Show each line in the entries below that contains the word "parked".
———
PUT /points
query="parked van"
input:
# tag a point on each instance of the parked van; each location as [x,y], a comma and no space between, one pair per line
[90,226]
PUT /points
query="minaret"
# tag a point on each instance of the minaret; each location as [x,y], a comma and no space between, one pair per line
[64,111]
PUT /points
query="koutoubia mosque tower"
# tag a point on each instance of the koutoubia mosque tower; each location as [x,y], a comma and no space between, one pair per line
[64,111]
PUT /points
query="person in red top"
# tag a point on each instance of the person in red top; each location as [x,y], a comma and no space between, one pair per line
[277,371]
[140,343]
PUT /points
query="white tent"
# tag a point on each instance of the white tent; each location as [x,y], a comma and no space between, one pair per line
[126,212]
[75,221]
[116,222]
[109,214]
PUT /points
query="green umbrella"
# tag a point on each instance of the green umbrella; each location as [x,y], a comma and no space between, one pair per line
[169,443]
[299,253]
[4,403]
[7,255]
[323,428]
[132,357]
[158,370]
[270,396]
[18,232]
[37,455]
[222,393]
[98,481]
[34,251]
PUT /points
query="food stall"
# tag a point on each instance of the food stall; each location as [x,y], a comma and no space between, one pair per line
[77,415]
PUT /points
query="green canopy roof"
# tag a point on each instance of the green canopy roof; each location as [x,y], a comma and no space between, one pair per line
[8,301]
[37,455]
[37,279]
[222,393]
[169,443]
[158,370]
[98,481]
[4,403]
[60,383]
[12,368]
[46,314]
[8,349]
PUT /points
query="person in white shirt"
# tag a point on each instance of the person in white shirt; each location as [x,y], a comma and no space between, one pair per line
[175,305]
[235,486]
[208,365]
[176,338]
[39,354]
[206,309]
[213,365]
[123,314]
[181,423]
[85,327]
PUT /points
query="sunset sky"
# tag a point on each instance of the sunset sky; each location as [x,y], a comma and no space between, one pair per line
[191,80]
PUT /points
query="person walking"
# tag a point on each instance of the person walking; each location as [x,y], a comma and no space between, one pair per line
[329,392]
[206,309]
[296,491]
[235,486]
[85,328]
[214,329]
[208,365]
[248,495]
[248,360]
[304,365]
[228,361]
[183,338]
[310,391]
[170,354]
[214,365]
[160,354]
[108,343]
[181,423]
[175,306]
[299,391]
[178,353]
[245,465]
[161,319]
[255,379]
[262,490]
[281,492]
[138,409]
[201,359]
———
RESULT OF THE EXERCISE —
query="parked van"
# tag a point on each instance of the parked van; each location as [x,y], a comma and no space between, one pair per line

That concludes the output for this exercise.